-- START Text shown --

Upload folder using huggingface_hub

c79aa4d verified 2 days ago

5.72 kB

	---
	license: apache-2.0
	language:
	- en
	base_model:
	- Qwen/Qwen2.5-VL-3B-Instruct
	tags:
	- diffusion
	- vlm
	- block-diffusion
	- parallel-decoding
	---

	# Fast-dVLM (3B) — Efficient Block-Diffusion VLM via Direct Conversion from Autoregressive VLM

	[[Paper](https://arxiv.org/abs/2604.06832)] [[Project Page](https://nvlabs.github.io/Fast-dLLM/fast_dvlm/)] [[Code](https://github.com/NVlabs/Fast-dLLM)] [[Fast-dLLM v2](https://huggingface.co/Efficient-Large-Model/Fast_dLLM_1.5B)]

	## Introduction

	Vision-language models (VLMs) predominantly rely on autoregressive decoding, which generates tokens one at a time and fundamentally limits inference throughput. This limitation is especially acute in physical AI scenarios such as robotics and autonomous driving, where VLMs are deployed on edge devices at batch size one.

	Fast-dVLM is a block-diffusion-based VLM that enables KV-cache-compatible parallel decoding and speculative block decoding for inference acceleration. Built on Qwen2.5-VL-3B-Instruct, Fast-dVLM directly converts the pretrained AR VLM into a block-diffusion model in a single stage, leveraging the already multimodally aligned VLM.

	### Key Highlights

	- Lossless Quality: Matches the AR baseline (Qwen2.5-VL-3B) across 11 multimodal benchmarks (74.0 avg).
	- Up to 6.18x Speedup: With SGLang integration and FP8 quantization.

-- END Text shown --

Job:
Retype the stretch of the Fast-dVLM model card from "- Lossless Quality: Matches" through "and FP8 quantization." character for character.

-- START Supplied material --

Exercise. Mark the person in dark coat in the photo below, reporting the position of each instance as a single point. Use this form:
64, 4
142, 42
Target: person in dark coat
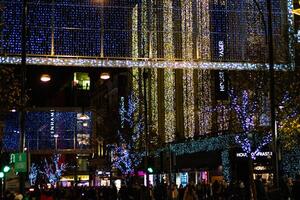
260, 188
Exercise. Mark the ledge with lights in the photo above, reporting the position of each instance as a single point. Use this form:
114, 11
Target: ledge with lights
137, 63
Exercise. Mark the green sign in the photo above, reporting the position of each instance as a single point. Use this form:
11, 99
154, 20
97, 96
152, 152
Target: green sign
20, 160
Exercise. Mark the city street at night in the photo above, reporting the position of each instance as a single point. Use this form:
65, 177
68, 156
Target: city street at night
149, 100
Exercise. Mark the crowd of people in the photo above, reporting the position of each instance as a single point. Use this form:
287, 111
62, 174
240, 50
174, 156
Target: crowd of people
218, 190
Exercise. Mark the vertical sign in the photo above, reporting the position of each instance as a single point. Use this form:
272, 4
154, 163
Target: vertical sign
52, 123
221, 85
218, 17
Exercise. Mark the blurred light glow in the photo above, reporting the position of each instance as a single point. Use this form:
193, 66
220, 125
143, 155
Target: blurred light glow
104, 76
45, 77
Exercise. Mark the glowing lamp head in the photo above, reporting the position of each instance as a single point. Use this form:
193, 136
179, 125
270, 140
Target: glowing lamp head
104, 76
45, 78
150, 170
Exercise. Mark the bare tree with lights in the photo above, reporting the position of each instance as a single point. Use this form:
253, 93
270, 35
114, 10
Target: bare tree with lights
126, 154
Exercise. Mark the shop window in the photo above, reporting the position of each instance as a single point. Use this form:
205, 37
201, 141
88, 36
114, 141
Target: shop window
81, 81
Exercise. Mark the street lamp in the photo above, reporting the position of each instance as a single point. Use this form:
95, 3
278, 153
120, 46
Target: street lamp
101, 2
2, 184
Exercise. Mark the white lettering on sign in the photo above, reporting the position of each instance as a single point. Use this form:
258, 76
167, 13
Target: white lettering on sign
222, 81
52, 123
221, 48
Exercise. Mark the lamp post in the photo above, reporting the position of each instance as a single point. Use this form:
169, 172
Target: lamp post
145, 77
269, 37
101, 2
23, 87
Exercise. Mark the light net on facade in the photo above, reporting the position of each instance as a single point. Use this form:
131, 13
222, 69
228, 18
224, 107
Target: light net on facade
207, 30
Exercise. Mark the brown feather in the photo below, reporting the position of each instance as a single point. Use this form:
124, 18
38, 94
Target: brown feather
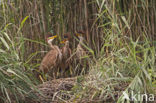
51, 60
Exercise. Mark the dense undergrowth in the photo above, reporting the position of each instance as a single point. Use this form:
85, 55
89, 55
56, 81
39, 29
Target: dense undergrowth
121, 64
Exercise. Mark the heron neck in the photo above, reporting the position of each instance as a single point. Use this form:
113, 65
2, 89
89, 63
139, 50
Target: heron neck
81, 40
50, 44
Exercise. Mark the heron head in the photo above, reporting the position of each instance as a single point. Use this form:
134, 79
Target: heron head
51, 38
80, 34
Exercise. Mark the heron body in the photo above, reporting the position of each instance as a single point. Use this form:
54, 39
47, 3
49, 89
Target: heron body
52, 59
66, 53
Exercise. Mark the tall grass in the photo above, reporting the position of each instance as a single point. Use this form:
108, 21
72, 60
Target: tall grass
16, 79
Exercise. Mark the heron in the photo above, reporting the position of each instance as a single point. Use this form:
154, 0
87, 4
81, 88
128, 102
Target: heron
52, 59
66, 53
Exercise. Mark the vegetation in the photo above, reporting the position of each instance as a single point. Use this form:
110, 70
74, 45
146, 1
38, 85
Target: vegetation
120, 36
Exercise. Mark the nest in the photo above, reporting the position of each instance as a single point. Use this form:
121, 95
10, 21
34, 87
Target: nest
55, 91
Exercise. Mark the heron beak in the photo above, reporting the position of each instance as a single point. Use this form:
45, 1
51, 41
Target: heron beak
63, 41
53, 37
78, 34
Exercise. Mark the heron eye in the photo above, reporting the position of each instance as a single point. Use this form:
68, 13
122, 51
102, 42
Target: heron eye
65, 36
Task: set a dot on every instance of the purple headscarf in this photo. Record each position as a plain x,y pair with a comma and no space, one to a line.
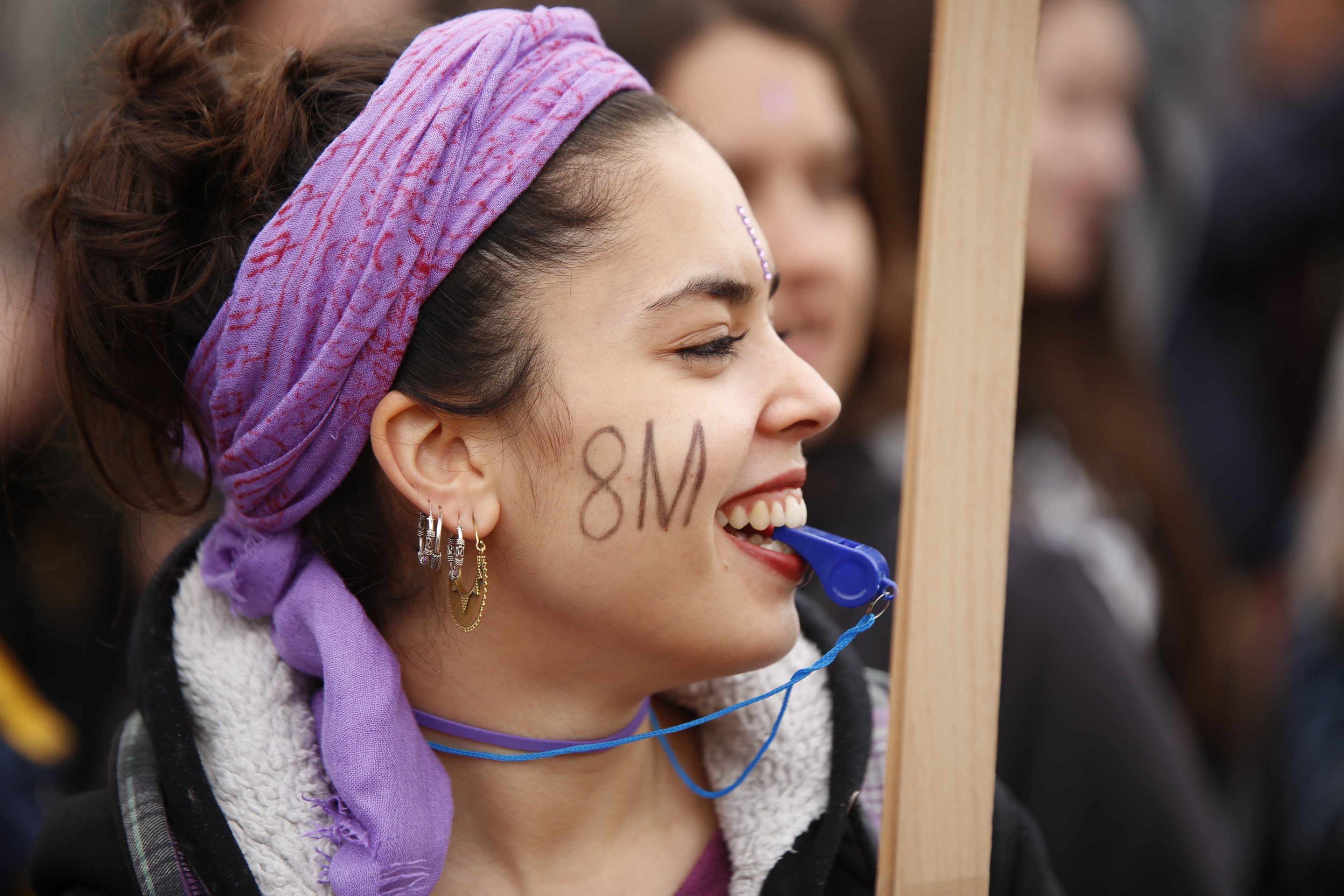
287,379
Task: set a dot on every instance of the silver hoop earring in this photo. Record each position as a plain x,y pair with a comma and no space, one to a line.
429,534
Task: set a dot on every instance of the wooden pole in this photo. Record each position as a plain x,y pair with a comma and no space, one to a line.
948,628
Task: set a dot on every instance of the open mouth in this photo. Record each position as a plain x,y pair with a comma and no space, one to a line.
756,519
750,520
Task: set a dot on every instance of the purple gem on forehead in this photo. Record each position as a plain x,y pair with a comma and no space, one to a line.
756,241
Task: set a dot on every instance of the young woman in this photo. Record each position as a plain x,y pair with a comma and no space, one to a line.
393,301
1088,739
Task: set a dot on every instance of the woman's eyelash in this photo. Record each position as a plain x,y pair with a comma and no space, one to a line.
722,347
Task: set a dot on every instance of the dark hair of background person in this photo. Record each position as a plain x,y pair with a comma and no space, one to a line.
650,33
185,151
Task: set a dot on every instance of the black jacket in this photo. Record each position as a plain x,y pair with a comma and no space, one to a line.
158,829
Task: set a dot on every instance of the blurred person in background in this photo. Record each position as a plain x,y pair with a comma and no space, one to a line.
1088,738
1097,470
1257,362
63,588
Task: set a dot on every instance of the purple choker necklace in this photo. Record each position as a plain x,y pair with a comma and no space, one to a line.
518,742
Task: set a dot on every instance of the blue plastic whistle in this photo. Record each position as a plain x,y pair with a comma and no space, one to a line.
853,574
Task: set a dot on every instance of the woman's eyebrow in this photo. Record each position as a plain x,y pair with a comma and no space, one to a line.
726,289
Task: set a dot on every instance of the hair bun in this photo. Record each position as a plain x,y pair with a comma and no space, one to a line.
181,149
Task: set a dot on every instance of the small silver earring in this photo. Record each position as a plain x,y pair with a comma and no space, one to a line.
456,554
429,532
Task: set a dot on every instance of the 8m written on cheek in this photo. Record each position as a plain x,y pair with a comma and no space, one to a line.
602,469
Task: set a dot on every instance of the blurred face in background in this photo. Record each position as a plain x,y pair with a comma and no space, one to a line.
1084,152
777,113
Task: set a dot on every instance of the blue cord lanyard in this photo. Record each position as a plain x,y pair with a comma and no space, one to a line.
787,688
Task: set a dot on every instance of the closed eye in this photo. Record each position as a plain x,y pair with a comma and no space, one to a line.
722,347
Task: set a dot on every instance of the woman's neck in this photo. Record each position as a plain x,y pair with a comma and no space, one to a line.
615,821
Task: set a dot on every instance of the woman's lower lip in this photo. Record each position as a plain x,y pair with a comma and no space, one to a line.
788,565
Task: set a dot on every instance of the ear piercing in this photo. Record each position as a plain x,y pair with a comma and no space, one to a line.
429,532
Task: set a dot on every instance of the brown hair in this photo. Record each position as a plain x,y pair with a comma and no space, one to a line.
187,147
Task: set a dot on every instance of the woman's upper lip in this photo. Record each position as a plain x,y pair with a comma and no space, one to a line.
792,480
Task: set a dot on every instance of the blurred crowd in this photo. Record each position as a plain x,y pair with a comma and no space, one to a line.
1172,706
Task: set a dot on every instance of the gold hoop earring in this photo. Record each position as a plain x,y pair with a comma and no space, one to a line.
460,601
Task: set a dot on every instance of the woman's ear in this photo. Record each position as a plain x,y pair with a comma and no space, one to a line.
436,462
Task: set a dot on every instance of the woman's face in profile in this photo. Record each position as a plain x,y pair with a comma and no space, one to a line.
670,413
776,109
1084,154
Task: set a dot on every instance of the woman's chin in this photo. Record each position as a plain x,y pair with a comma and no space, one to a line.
758,643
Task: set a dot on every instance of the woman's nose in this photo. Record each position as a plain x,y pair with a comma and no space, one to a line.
801,404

-- END Supplied material --

Result for this exercise:
- Lossless Quality: Matches the AR baseline (Qwen2.5-VL-3B) across 11 multimodal benchmarks (74.0 avg).
	- Up to 6.18x Speedup: With SGLang integration and FP8 quantization.